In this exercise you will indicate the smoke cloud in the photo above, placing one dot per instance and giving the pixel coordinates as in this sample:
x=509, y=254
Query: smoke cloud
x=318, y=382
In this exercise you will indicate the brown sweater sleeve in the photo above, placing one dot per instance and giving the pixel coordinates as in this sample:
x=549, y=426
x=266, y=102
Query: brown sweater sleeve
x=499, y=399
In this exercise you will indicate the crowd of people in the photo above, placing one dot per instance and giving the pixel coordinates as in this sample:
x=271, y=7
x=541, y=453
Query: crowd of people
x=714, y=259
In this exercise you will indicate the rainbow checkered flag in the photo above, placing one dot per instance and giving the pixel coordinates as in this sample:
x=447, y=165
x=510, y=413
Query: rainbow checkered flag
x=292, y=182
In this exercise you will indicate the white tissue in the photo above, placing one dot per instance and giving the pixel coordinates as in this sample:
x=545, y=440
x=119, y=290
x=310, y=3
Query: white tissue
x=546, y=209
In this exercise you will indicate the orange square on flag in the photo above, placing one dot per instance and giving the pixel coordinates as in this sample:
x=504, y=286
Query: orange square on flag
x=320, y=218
──────
Task brief:
Please output the complete data exactly.

Expected answer:
In this exercise you will indicate the smoke cloud in the photo above, placing one dot per instance and giving the pixel coordinates as in this sample:
x=509, y=254
Query: smoke cloud
x=318, y=382
In this exercise you will indicate the brown sweater sleeve in the photo above, placing one dot per instance and giving the pixel coordinates as in this sample:
x=549, y=426
x=266, y=102
Query: brown sweater sleeve
x=499, y=399
In this exercise you will indicate the crowd of people in the photo above, placing one dot per instance and giving the pixel coordinates as in this sample:
x=271, y=7
x=541, y=453
Query: crowd of people
x=714, y=259
In this exercise you will indicate the rainbow checkered flag in the photo above, placing one dot per instance and giving the pixel coordinates as in this sample:
x=447, y=165
x=510, y=413
Query: rainbow checkered flag
x=292, y=182
In this exercise you will indicate the white tissue in the photo above, placing one dot per instance and giving the pixel coordinates as in this sample:
x=545, y=440
x=119, y=290
x=310, y=3
Query: white tissue
x=546, y=209
In this exercise you will indicate the orange square on flag in the photo above, placing one dot per instance and giving the pixel coordinates as in this sample:
x=504, y=286
Query: orange square on flag
x=320, y=218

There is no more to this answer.